#### What to produce:
Below this line is the material. Write out only its lines from the one containing "point(171, 241)" through the one containing "point(317, 19)", both kept, exactly.

#### Dataset entries:
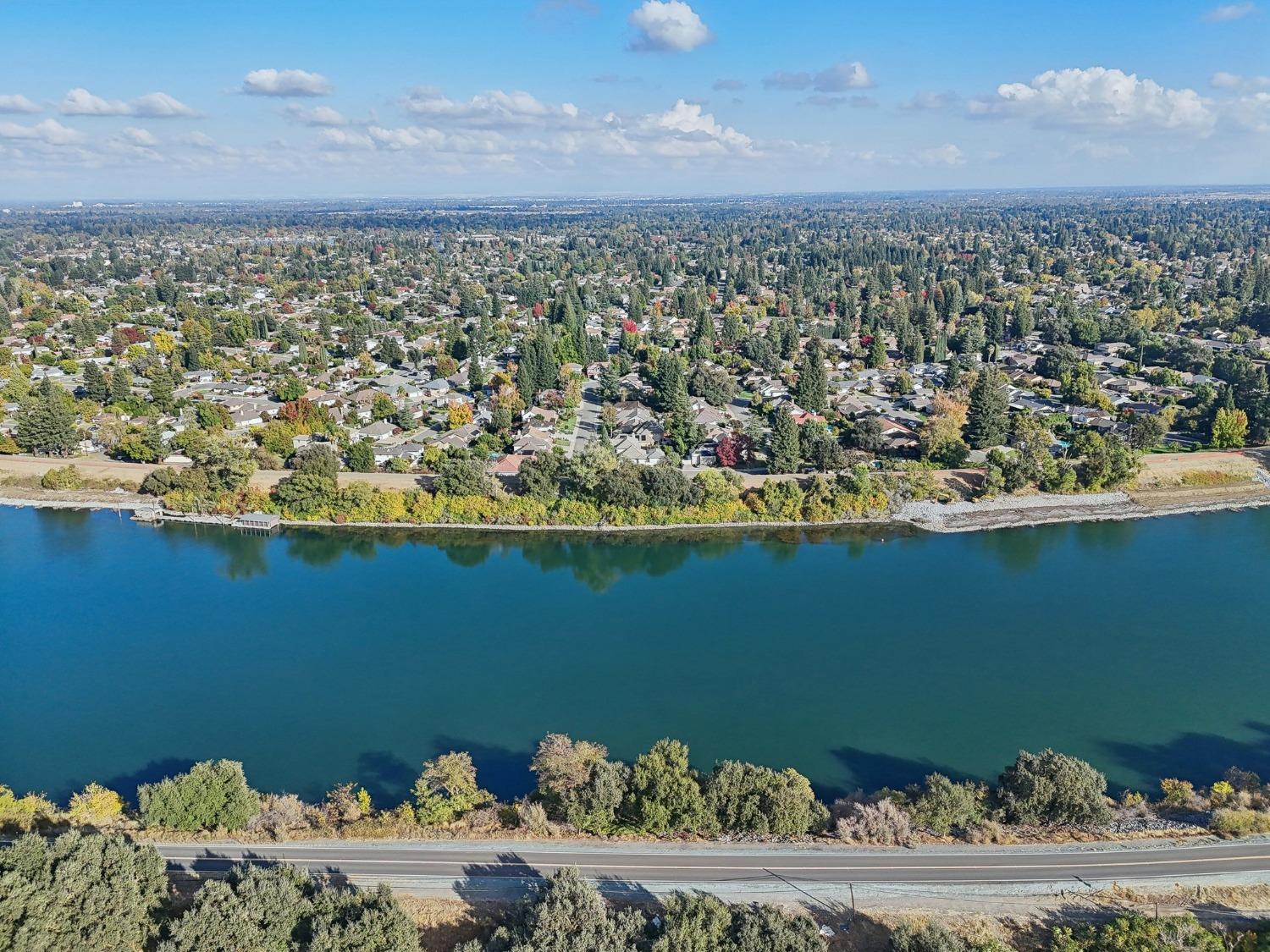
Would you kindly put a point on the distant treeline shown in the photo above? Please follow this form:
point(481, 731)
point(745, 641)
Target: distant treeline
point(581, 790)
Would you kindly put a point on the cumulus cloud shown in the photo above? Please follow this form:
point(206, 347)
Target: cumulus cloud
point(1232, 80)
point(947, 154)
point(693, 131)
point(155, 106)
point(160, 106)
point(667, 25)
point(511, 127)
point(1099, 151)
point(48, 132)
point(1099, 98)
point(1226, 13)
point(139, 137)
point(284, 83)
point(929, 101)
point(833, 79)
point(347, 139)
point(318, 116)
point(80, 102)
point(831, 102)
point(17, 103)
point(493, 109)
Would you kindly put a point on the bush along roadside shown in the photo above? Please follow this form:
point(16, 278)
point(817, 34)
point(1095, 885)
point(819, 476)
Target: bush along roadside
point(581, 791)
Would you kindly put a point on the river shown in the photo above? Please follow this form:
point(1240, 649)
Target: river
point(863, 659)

==

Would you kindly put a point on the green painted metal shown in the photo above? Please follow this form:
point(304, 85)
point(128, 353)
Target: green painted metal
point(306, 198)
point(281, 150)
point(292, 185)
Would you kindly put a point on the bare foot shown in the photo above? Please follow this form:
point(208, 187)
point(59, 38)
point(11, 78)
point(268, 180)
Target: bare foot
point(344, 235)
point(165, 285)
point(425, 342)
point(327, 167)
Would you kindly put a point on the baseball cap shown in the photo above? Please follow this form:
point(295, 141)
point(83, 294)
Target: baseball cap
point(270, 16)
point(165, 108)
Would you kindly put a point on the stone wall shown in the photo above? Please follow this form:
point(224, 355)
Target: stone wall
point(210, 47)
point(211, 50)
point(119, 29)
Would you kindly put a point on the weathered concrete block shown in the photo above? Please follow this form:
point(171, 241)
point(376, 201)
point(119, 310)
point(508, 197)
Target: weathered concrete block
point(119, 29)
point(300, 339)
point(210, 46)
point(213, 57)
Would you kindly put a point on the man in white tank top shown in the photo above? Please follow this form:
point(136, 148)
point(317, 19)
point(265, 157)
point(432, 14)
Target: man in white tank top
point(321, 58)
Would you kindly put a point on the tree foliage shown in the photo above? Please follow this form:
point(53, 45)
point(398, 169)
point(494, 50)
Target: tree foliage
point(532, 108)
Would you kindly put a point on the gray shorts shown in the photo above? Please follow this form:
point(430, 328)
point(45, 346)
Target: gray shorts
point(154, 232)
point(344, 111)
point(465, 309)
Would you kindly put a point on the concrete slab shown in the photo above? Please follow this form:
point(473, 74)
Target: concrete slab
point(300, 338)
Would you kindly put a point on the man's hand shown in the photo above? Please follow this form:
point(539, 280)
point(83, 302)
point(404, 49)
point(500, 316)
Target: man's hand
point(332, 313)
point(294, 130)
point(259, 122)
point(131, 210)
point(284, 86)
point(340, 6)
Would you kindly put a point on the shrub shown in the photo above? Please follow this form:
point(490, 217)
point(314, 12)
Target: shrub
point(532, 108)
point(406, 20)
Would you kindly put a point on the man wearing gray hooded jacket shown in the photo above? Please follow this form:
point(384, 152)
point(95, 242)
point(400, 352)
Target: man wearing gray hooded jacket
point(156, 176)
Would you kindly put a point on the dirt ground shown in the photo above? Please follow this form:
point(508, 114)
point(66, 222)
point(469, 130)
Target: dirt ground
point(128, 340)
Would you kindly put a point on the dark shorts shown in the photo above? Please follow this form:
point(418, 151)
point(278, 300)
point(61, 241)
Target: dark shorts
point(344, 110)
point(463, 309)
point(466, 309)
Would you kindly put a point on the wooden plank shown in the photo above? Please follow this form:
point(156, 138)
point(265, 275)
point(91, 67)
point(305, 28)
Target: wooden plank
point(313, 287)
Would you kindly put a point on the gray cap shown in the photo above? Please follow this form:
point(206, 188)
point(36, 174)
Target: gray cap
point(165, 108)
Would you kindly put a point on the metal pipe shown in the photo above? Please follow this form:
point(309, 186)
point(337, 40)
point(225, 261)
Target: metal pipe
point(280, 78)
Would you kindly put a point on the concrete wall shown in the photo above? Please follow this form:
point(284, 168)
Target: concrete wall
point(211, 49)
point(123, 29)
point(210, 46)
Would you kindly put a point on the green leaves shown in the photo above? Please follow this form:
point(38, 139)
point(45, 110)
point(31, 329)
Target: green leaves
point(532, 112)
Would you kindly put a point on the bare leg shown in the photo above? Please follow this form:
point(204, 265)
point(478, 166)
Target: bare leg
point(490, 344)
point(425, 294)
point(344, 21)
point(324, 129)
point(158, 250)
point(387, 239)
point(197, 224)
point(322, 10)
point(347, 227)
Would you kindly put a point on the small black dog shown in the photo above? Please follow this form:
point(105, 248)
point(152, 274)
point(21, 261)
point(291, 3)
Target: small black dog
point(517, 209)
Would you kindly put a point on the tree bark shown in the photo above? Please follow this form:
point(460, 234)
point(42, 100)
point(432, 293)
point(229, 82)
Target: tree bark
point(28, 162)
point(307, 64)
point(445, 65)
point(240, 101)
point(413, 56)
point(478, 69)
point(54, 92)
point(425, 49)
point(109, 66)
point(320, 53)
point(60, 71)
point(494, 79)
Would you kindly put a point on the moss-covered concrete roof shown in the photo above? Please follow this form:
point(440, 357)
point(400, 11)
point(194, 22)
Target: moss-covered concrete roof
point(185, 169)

#### Problem solution:
point(171, 241)
point(376, 201)
point(119, 310)
point(508, 197)
Target: weathered concrete block
point(119, 29)
point(300, 339)
point(210, 46)
point(213, 57)
Would you kindly put a point on the man in white tank top shown in the photo above? Please follow this form:
point(136, 148)
point(317, 19)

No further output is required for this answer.